(EXERCISE):
Write out the stretch of lines below that begins at the line with "Rules: pick out each instance of the motorcycle" and ends at the line with "Rules: pick out each instance of the spoked", including both, exactly as given and nothing more.

(TASK DATA):
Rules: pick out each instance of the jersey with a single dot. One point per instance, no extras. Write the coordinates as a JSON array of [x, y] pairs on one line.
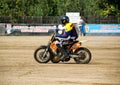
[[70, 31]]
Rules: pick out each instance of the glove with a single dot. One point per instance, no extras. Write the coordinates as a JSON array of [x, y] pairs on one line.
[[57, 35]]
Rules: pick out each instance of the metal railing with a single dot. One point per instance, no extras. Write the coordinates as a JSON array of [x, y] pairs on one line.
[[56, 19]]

...

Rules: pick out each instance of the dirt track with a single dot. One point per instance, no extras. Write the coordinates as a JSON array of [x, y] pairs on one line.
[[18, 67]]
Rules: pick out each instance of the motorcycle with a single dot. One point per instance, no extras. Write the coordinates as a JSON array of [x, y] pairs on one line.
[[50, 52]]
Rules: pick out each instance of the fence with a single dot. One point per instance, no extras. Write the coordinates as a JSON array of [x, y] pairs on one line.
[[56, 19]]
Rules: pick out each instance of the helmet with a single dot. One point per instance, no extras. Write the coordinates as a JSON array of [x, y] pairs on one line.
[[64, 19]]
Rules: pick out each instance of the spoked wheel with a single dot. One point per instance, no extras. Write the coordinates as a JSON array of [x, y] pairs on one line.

(WRITTEN ANSWER):
Rules: pick out each instance of the motorcycle with a single dot. One point per instance, no extras. Write the coordinates as a JSON array of [x, y] pairs on one line.
[[50, 52]]
Rules: pick out each instance of the fence with a single dot. One point per instance, no extras. Write the coordinates as a JSON array of [x, y] pairs on one line.
[[56, 19]]
Rules: pick out each instance of the helmet with a single dot. One point per instance, no extras. Write the coordinates as a JSON array of [x, y] pairs on one line.
[[64, 19]]
Rules: pick out each instance of the spoked wheel with a single dot. One point per instance, no extras. Write the coordinates as a JSON array of [x, y] pairs on one line.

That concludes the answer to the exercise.